Labeled-object pointing lines
━━━
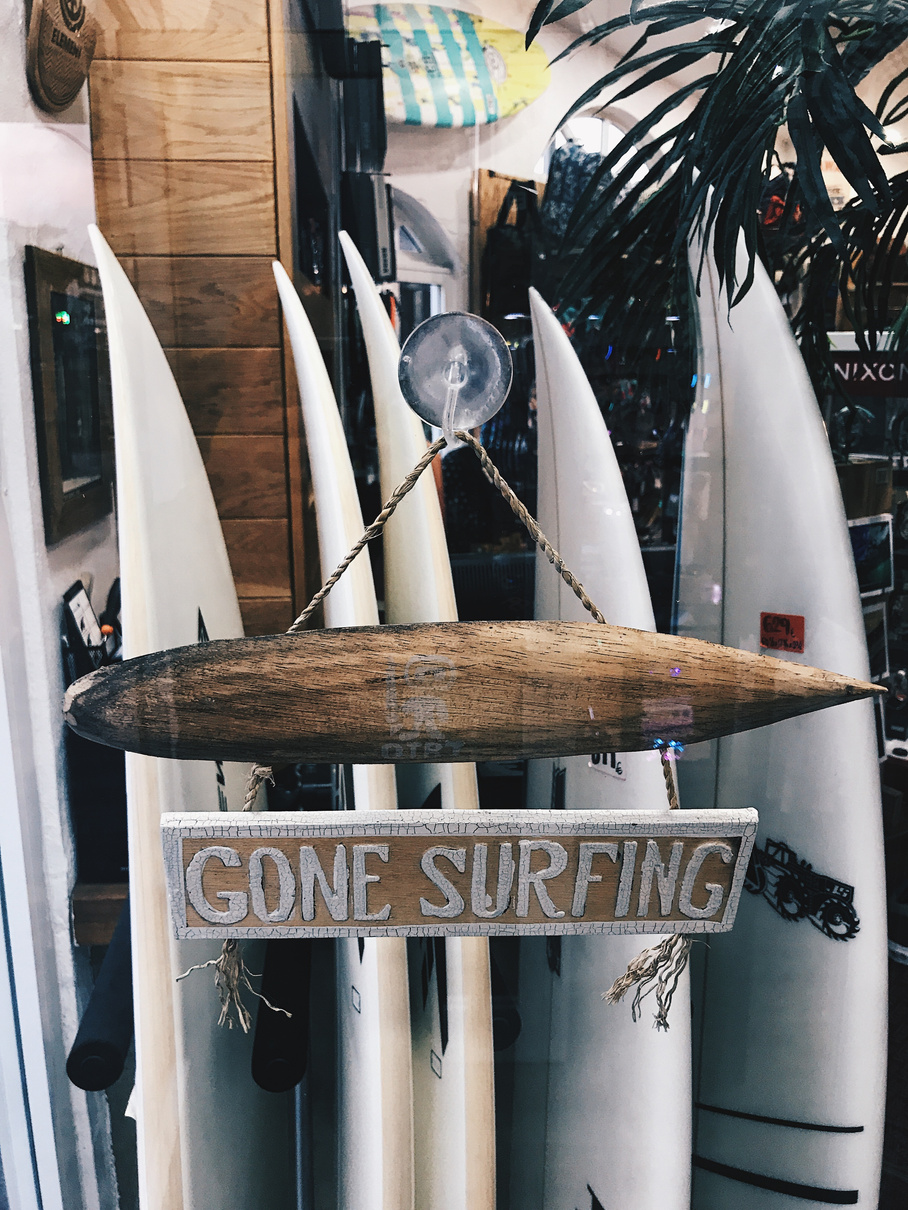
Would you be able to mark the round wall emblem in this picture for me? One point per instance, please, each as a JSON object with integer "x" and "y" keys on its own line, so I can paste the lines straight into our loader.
{"x": 61, "y": 45}
{"x": 73, "y": 12}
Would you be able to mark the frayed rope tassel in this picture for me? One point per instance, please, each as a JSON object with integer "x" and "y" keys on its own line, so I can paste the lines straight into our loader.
{"x": 656, "y": 969}
{"x": 230, "y": 978}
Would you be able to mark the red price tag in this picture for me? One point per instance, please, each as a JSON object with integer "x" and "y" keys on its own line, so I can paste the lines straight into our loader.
{"x": 782, "y": 632}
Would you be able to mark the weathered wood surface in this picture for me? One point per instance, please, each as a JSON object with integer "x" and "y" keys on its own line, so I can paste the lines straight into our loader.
{"x": 457, "y": 691}
{"x": 421, "y": 874}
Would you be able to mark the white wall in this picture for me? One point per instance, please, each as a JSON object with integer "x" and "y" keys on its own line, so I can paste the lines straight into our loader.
{"x": 46, "y": 199}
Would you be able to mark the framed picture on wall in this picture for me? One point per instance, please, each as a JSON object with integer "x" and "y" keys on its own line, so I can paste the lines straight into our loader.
{"x": 72, "y": 391}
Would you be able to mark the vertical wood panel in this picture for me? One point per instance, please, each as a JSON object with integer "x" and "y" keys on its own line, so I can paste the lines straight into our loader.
{"x": 259, "y": 555}
{"x": 208, "y": 301}
{"x": 182, "y": 29}
{"x": 247, "y": 476}
{"x": 266, "y": 615}
{"x": 191, "y": 148}
{"x": 230, "y": 390}
{"x": 182, "y": 111}
{"x": 162, "y": 207}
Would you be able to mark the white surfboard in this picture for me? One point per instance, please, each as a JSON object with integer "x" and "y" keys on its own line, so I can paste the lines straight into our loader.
{"x": 602, "y": 1104}
{"x": 789, "y": 1092}
{"x": 374, "y": 1088}
{"x": 450, "y": 998}
{"x": 199, "y": 1113}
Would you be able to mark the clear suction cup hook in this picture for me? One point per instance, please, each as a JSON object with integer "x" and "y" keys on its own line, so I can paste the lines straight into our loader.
{"x": 455, "y": 372}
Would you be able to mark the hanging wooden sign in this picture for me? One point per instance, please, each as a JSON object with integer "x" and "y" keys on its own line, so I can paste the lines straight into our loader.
{"x": 454, "y": 691}
{"x": 423, "y": 874}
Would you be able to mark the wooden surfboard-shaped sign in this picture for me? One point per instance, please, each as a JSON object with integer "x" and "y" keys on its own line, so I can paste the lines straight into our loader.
{"x": 453, "y": 691}
{"x": 390, "y": 874}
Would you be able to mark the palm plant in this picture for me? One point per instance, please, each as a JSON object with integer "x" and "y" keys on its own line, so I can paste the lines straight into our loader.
{"x": 696, "y": 163}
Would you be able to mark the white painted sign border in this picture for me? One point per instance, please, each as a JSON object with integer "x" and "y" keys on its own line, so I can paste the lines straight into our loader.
{"x": 444, "y": 825}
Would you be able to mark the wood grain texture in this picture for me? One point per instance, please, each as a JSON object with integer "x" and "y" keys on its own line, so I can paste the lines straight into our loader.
{"x": 247, "y": 476}
{"x": 182, "y": 111}
{"x": 259, "y": 557}
{"x": 185, "y": 208}
{"x": 230, "y": 390}
{"x": 266, "y": 615}
{"x": 96, "y": 910}
{"x": 208, "y": 301}
{"x": 457, "y": 691}
{"x": 176, "y": 29}
{"x": 440, "y": 871}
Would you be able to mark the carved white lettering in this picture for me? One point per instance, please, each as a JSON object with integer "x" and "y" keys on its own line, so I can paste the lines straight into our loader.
{"x": 690, "y": 875}
{"x": 585, "y": 875}
{"x": 480, "y": 898}
{"x": 625, "y": 883}
{"x": 453, "y": 903}
{"x": 310, "y": 871}
{"x": 666, "y": 880}
{"x": 287, "y": 886}
{"x": 237, "y": 900}
{"x": 361, "y": 881}
{"x": 528, "y": 877}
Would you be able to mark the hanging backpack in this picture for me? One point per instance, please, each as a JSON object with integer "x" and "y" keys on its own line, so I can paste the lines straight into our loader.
{"x": 513, "y": 255}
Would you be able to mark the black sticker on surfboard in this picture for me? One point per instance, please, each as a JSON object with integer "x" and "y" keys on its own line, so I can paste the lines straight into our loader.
{"x": 798, "y": 892}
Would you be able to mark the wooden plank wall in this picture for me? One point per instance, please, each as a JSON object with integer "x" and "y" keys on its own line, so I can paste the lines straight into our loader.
{"x": 191, "y": 178}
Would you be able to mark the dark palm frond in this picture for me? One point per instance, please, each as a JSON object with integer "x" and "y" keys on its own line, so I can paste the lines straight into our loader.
{"x": 760, "y": 64}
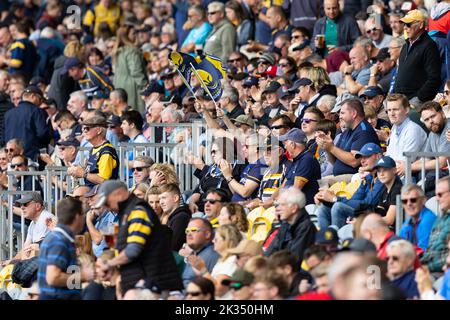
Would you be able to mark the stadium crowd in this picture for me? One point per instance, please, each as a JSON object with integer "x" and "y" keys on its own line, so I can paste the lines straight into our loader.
{"x": 311, "y": 104}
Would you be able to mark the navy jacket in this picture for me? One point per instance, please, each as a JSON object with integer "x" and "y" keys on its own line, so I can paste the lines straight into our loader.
{"x": 28, "y": 123}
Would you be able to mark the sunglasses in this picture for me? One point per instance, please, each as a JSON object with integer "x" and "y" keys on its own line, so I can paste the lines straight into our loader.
{"x": 13, "y": 166}
{"x": 412, "y": 200}
{"x": 193, "y": 229}
{"x": 212, "y": 201}
{"x": 393, "y": 258}
{"x": 371, "y": 30}
{"x": 306, "y": 120}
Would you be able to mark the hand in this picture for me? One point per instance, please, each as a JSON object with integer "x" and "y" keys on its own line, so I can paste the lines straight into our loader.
{"x": 324, "y": 141}
{"x": 226, "y": 169}
{"x": 400, "y": 168}
{"x": 348, "y": 69}
{"x": 423, "y": 280}
{"x": 197, "y": 264}
{"x": 374, "y": 69}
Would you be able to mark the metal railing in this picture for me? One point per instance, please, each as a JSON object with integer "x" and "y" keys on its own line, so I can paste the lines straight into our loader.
{"x": 410, "y": 158}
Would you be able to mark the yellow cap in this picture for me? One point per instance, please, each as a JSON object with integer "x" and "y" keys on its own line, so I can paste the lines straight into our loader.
{"x": 413, "y": 15}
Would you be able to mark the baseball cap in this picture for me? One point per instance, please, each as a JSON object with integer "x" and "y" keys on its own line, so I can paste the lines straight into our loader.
{"x": 295, "y": 134}
{"x": 105, "y": 189}
{"x": 267, "y": 57}
{"x": 245, "y": 119}
{"x": 327, "y": 236}
{"x": 32, "y": 196}
{"x": 413, "y": 15}
{"x": 383, "y": 54}
{"x": 247, "y": 246}
{"x": 371, "y": 92}
{"x": 385, "y": 162}
{"x": 299, "y": 83}
{"x": 250, "y": 81}
{"x": 238, "y": 279}
{"x": 340, "y": 101}
{"x": 272, "y": 87}
{"x": 99, "y": 94}
{"x": 69, "y": 142}
{"x": 368, "y": 149}
{"x": 154, "y": 86}
{"x": 70, "y": 63}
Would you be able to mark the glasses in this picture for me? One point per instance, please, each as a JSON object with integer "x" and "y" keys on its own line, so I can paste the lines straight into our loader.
{"x": 306, "y": 120}
{"x": 413, "y": 200}
{"x": 393, "y": 258}
{"x": 371, "y": 30}
{"x": 193, "y": 229}
{"x": 212, "y": 201}
{"x": 194, "y": 293}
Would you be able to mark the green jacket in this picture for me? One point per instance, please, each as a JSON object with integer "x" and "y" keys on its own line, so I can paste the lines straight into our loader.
{"x": 130, "y": 74}
{"x": 221, "y": 41}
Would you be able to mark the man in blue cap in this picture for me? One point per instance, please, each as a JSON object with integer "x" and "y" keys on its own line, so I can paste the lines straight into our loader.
{"x": 305, "y": 169}
{"x": 334, "y": 210}
{"x": 89, "y": 78}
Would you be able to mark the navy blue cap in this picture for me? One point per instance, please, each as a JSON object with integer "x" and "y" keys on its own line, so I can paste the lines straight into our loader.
{"x": 99, "y": 94}
{"x": 250, "y": 81}
{"x": 371, "y": 92}
{"x": 154, "y": 86}
{"x": 368, "y": 149}
{"x": 295, "y": 134}
{"x": 72, "y": 62}
{"x": 299, "y": 83}
{"x": 272, "y": 87}
{"x": 385, "y": 162}
{"x": 327, "y": 236}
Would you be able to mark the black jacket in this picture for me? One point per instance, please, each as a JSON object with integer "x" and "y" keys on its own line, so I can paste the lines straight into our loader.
{"x": 156, "y": 262}
{"x": 178, "y": 222}
{"x": 419, "y": 71}
{"x": 61, "y": 85}
{"x": 5, "y": 105}
{"x": 295, "y": 238}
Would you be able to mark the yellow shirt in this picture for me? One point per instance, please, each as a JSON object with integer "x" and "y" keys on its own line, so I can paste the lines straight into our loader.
{"x": 101, "y": 14}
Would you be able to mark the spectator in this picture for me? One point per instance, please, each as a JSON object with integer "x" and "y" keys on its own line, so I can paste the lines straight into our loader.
{"x": 401, "y": 256}
{"x": 340, "y": 30}
{"x": 129, "y": 71}
{"x": 437, "y": 250}
{"x": 199, "y": 235}
{"x": 27, "y": 122}
{"x": 176, "y": 216}
{"x": 297, "y": 232}
{"x": 359, "y": 132}
{"x": 57, "y": 254}
{"x": 425, "y": 65}
{"x": 200, "y": 289}
{"x": 221, "y": 41}
{"x": 417, "y": 228}
{"x": 305, "y": 169}
{"x": 143, "y": 243}
{"x": 406, "y": 136}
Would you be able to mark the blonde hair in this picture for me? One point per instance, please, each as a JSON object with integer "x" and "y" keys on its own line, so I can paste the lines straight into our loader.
{"x": 319, "y": 77}
{"x": 168, "y": 171}
{"x": 74, "y": 49}
{"x": 231, "y": 235}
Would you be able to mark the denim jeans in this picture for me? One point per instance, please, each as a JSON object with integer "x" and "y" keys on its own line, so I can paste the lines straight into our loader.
{"x": 336, "y": 215}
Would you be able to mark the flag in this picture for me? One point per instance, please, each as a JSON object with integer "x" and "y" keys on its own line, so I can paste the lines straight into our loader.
{"x": 183, "y": 62}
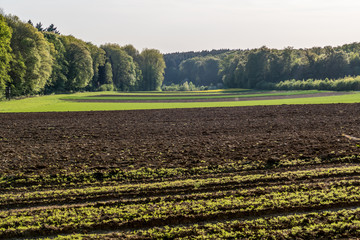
━━━
Please list every line above that contains the word "black", copying each one in full.

Would you be able to mark the black sticker on surfboard in this picture for me? One point per instance, please, each as a JSON object with integer "x" and "y" keys on its own line, so I can paste the lines straight into our loader.
Would you be able to mark the black jacket in this picture for me? One point per instance, please, each as a JSON object with integer "x" and "y" keys on its own line, so I can paste the lines straight into our loader.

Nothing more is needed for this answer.